WHAT IS NEEDED> Switch "keypoint" to "marker" throughout the entries below and write them all out again with nothing else changed.

DATA SECTION>
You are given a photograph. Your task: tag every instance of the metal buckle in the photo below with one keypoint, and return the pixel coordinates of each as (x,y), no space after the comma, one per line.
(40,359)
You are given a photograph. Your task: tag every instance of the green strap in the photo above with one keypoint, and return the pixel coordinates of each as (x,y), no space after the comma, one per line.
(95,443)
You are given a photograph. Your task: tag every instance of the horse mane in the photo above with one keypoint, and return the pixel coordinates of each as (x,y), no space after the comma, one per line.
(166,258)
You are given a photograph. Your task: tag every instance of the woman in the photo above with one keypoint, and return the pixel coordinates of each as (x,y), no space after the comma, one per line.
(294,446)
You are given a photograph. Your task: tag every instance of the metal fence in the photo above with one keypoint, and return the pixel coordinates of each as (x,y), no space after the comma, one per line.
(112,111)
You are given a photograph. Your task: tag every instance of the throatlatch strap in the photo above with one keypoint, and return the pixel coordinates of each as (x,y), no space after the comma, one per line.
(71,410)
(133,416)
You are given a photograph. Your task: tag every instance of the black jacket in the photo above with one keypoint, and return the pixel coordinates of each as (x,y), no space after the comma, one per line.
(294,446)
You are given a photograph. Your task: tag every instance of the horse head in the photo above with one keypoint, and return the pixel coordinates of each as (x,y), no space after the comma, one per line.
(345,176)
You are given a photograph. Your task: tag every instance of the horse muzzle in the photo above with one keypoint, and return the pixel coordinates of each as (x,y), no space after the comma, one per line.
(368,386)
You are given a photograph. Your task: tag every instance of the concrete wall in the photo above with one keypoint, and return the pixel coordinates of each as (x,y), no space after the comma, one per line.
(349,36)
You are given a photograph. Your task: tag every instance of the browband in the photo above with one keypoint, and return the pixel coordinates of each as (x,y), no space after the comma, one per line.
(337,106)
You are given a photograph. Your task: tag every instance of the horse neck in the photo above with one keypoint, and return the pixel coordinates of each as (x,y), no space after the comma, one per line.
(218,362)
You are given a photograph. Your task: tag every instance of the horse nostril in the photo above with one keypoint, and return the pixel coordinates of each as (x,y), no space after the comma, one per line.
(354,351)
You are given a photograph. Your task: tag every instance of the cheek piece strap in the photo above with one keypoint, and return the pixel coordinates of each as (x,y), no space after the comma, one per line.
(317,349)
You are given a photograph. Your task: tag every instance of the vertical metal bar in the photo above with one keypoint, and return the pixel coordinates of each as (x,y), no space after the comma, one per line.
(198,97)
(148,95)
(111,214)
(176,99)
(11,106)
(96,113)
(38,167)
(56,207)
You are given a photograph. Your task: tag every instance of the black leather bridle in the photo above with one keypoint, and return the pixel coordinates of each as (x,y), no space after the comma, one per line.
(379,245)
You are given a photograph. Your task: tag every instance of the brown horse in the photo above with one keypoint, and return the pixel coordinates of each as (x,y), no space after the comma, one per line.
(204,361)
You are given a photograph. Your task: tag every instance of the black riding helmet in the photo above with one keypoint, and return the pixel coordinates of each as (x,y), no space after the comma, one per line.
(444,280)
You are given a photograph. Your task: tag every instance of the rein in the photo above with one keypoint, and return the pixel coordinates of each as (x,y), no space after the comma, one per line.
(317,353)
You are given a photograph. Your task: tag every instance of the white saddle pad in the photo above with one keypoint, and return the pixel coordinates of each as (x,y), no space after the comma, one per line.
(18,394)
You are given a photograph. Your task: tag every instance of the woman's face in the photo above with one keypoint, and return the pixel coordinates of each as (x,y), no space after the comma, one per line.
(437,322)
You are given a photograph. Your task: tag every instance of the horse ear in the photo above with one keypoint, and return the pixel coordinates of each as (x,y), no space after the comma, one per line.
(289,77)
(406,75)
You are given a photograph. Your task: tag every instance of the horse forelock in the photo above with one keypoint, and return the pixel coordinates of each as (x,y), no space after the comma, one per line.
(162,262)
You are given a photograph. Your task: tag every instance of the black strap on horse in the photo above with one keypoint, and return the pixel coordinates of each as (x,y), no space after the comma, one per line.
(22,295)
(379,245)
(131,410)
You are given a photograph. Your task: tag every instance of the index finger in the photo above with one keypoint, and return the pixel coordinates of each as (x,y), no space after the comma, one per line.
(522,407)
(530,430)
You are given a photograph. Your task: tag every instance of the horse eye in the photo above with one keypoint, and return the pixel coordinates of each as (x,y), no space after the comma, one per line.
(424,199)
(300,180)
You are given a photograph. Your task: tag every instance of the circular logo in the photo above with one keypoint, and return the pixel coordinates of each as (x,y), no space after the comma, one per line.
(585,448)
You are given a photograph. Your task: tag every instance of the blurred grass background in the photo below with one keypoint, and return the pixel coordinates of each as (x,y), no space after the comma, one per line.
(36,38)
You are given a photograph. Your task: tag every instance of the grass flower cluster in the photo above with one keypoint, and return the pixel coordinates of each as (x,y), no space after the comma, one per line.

EXERCISE RESULT>
You are given a photograph. Your task: tag every instance of the metal buckle in the photo below with one marker, and return the pixel coordinates of each as (x,y), no space after the comma, one per line.
(40,359)
You are given a photograph. Your task: tag every instance of the green strap in the photo above with one marker, and return the pixel coordinates of each as (x,y), no space after the comma, one per line.
(95,443)
You are given a photograph. Your task: tag every instance of the horse mane in the photo above with one marker, and return the pixel coordinates of each as (x,y), no space after the comma, one per line.
(166,258)
You are given a photograph. Your task: tag every instance of the woman in the photo above with one marker, and return the pixel coordinates of each as (x,y), no space after the comma, one per line.
(294,446)
You are given a photograph. Your task: tag every instance of the metal fence in the photo above with one marker, and return the pixel coordinates of each as (x,y), no space after the comma, one per line.
(112,111)
You are given a photograph. Your task: tag every instance of the throatlatch strap in the photo above with one marker, and return the pixel coordinates of each as (x,y), no space after the comma, one per line.
(71,410)
(133,416)
You are given a photograph. Your task: tag every instance of the black jacket in the photo above with one marker, and return the pixel coordinates of each as (x,y), no space after the comma, one per line.
(294,446)
You are given a photograph. Your task: tag every instance of the horse head in the photo above with one marker, and return the pixel coordinates of each as (x,y), no space after the comma, one per line.
(345,176)
You are given a photograph. Your task: tag every instance of the horse muzzle in the photo above with one marker, and return the pixel coordinates of each as (x,y), no space after the comma, one per line.
(368,386)
You are given a photograph. Your task: tag every instance of the concrete wall in the photo above with one marker, and return the pixel coordinates of each as (x,y), no space after the comma, one per line.
(349,36)
You are given a photograph. Your task: tag every instance of the browband in the photo above with one marker, and return the pixel coordinates of each as (x,y), no space after the comma, one per line.
(337,106)
You are given a photograph. Your task: tag every instance of the horse neck in the photo above with one marker, and return the pixel coordinates of each as (x,y), no space after the comma, one per line.
(218,362)
You are given a photograph. Your task: tag every instance of the horse nostril in the photo above with one marker, and return the pixel coordinates of each as (x,y), no space after the comma, one per line.
(354,351)
You are given a photograph. Your task: tag every instance of the cheek piece strap in the photo above with one marker, and return the pixel coordinates of each as (x,y), no space after the comma, one per line.
(317,349)
You are given a photograph. Your task: tag every instance of the vertical metal bar in the photo above with one marker, and return the pixel coordinates of each as (x,y), no space after the comma, one per line.
(198,97)
(148,95)
(111,214)
(176,99)
(11,106)
(96,113)
(38,167)
(56,207)
You are given a photograph. Your task: tag every instance of the black leather bridle in the photo above with one marker, and return the pixel coordinates of each as (x,y), no space after the comma, one per line.
(379,245)
You are given a photograph. Your task: tag every instance of the brown horse in the photo above with one marker, and return the pixel coordinates of each as (x,y), no space after the comma, one per line.
(204,361)
You are given a photograph. Your task: tag every instance of the black riding helmet in the photo above with one marker, and return the pixel coordinates of each as (x,y), no space after the comma, one per line.
(444,280)
You are given a photograph. Your task: tag every instance of the rein in the photo above with one marker, and return the pixel coordinates of each as (x,y), no space after the comma, one per line.
(317,353)
You are given a photograph. Your task: tag every instance of the white saddle pad in the photo above with one marker, and return the pixel coordinates of each as (x,y), no space after the comma, one per line.
(18,394)
You are given a photograph. Your task: tag every instance of the woman's face in the photo above with one marker, and return the pixel coordinates of each as (x,y), no space after the comma, one per line.
(437,322)
You are given a photograph. Your task: tag every instance of the horse ear in the photo above with one marker, and return the pixel coordinates of each as (x,y), no space after the comma, one per line.
(289,77)
(406,75)
You are given a photograph. Your task: tag every instance of the horse forelock in the photo above with one marker, and return the pixel coordinates of each as (x,y), no space after the comma, one per line.
(162,262)
You are given a photograph. Your task: tag every instance of the black strap on horse in the photo above with one marker, and return the pixel coordinates of each as (x,y), no space after the comma, one per line.
(22,295)
(379,245)
(131,410)
You are given a photograph. Your task: tag every instance of the index finger in the photo above with one marker, and return the pixel coordinates of each as (x,y), no space after the comma, one per line.
(522,407)
(530,430)
You are given a photograph. Your task: tag every instance of the horse eye in the photo above with one marker, and return the pixel coordinates of each as (x,y), no space after the comma, one per line.
(424,199)
(300,180)
You are given a photograph. Your task: tag every instance of the circular logo in the photo above with one marker, and return the pixel coordinates of each as (x,y), no space after the comma, one per line.
(585,448)
You are given a photograph. Your task: tag every instance of the blurred grass background in the photo below with one marker, and return the pixel coordinates of each as (x,y), no space after the comma, one per line.
(36,38)
You are given a photograph. Your task: tag every instance of the grass flower cluster in the photo above with one marker, and return the pixel coordinates of each as (x,y), no space after the comma, one per line.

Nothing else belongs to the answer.